Segment Start: Selected text
If *C* is *None*, the value of the hexagon is determined by the number
of points in the hexagon. Otherwise, *C* specifies values at the
coordinate (x[i], y[i]). For each hexagon, these values are reduced
using *reduce_C_function*.
Parameters
----------
x, y : array-like
    The data positions. *x* and *y* must be of the same length.
C : array-like, optional
    If given, these values are accumulated in the bins. Otherwise,
    every point has a value of 1. Must be of the same length as *x*
    and *y*.
gridsize : int or (int, int), default: 100
    If a single int, the number of hexagons in the *x*-direction.
    The number of hexagons in the *y*-direction is chosen such that
    the hexagons are approximately regular.
    Alternatively, if a tuple (*nx*, *ny*), the number of hexagons
    in the *x*-direction and the *y*-direction. In the
    *y*-direction, counting is done along vertically aligned
    hexagons, not along the zig-zag chains of hexagons; see the
    following illustration.
    .. plot::
       import numpy
       import matplotlib.pyplot as plt
       np.random.seed(19680801)
       n= 300
       x = np.random.standard_normal(n)
       y = np.random.standard_normal(n)
       fig, ax = plt.subplots(figsize=(4, 4))
       h = ax.hexbin(x, y, gridsize=(5, 3))
       hx, hy = h.get_offsets().T
       ax.plot(hx[24::3], hy[24::3], 'ro-')
       ax.plot(hx[-3:], hy[-3:], 'ro-')
       ax.set_title('gridsize=(5, 3)')
       ax.axis('off')
    To get approximately regular hexagons, choose
    :math:`n_x = \sqrt{3}\,n_y`.
Segment End: Selected text
Segment Start: Data excerpts
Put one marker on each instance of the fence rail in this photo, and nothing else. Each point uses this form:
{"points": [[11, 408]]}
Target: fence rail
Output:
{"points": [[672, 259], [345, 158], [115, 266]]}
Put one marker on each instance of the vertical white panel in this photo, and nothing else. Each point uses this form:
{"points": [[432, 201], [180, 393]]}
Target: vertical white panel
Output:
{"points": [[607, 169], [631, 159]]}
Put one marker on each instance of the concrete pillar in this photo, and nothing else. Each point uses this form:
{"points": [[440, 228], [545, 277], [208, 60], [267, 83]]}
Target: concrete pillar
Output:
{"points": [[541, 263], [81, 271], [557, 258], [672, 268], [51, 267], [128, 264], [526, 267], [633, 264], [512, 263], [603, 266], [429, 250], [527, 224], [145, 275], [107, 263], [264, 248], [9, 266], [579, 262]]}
Segment End: Data excerpts
Segment Start: Data excerpts
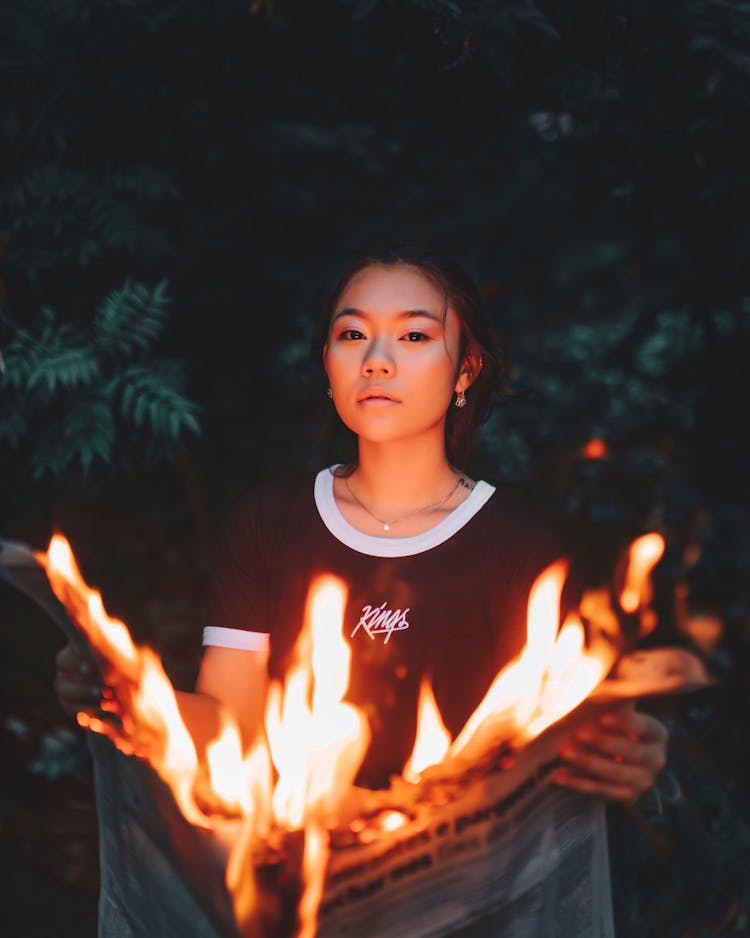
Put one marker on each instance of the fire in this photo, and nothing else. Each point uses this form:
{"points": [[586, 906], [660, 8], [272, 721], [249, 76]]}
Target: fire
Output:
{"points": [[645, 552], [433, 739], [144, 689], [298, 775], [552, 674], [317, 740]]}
Segment End: Data excerpts
§ Questions to answer:
(1) Name every parameter that the hexbin documentation describes.
(2) In the hexbin documentation, what is the default value of gridsize?
(3) Please extend the hexbin documentation, starting after its last sentence.
The listing plays no part in the tasks.

§ Solved problems:
(1) x, y, C, gridsize

(2) 100

(3)
bins : 'log' or int or sequence, default: None
    Discretization of the hexagon values.
    - If *None*, no binning is applied; the color of each hexagon
      directly corresponds to its count value.
    - If 'log', use a logarithmic scale for the colormap.
      Internally, :math:`log_{10}(i+1)` is used to determine the
      hexagon color. This is equivalent to ``norm=LogNorm()``.
    - If an integer, divide the counts in the specified number
      of bins, and color the hexagons accordingly.
    - If a sequence of values, the values of the lower bound of
      the bins to be used.
xscale : {'linear', 'log'}, default: 'linear'
    Use a linear or log10 scale on the horizontal axis.
yscale : {'linear', 'log'}, default: 'linear'
    Use a linear or log10 scale on the vertical axis.
mincnt : int > 0, default: *None*
    If not *None*, only display cells with more than *mincnt*
    number of points in the cell.
marginals : bool, default: *False*
    If marginals is *True*, plot the marginal density as
    colormapped rectangles along the bottom of the x-axis and
    left of the y-axis.
extent : 4-tuple of float, default: *None*
    The limits of the bins (xmin, xmax, ymin, ymax).
    The default assigns the limits based on
    *gridsize*, *x*, *y*, *xscale* and *yscale*.
    If *xscale* or *yscale* is set to 'log', the limits are
    expected to be the exponent for a power of 10. E.g. for
    x-limits of 1 and 50 in 'linear' scale and y-limits
    of 10 and 1000 in 'log' scale, enter (1, 50, 1, 3).
Returns
-------
`~matplotlib.collections.PolyCollection`
    A `.PolyCollection` defining the hexagonal bins.
    - `.PolyCollection.get_offsets` contains a Mx2 array containing
      the x, y positions of the M hexagon centers.
    - `.PolyCollection.get_array` contains the values of the M
      hexagons.
    If *marginals* is *True*, horizontal
    bar and vertical bar (both PolyCollections) will be attached
    to the return collection as attributes *hbar* and *vbar*.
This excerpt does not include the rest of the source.